TASK TO COMPLETE
In your copy, include every line of the listing below exactly but none of the pictures.
(DATA EXCERPTS)
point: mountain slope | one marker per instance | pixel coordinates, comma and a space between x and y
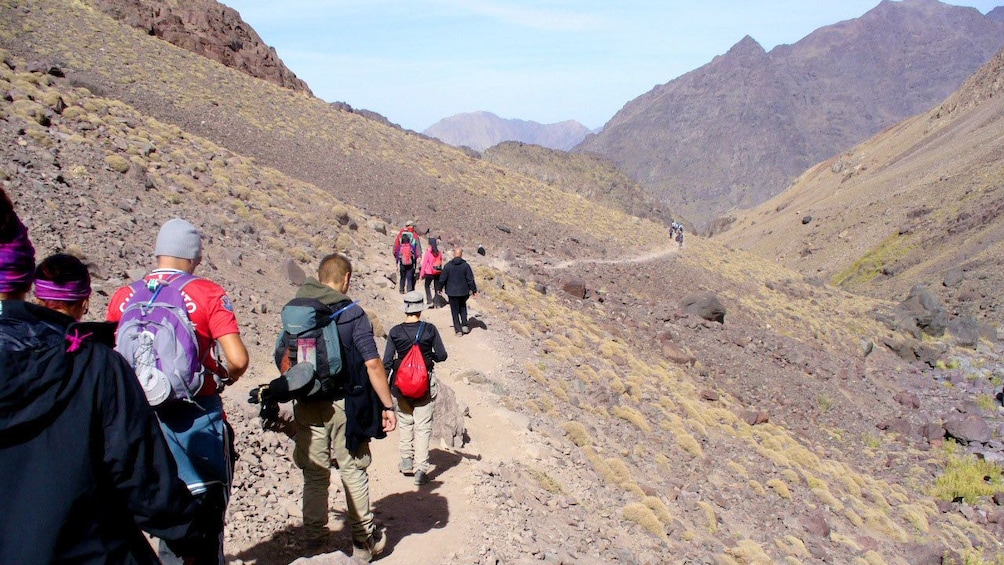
208, 28
909, 206
482, 129
583, 174
649, 434
737, 130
(End DATA EXCERPTS)
SOLUTION FOR THIS TASK
point: mountain slope | one marker per instance | pixel coordinates, comma and a space between x and y
208, 28
909, 206
482, 129
583, 174
649, 434
737, 130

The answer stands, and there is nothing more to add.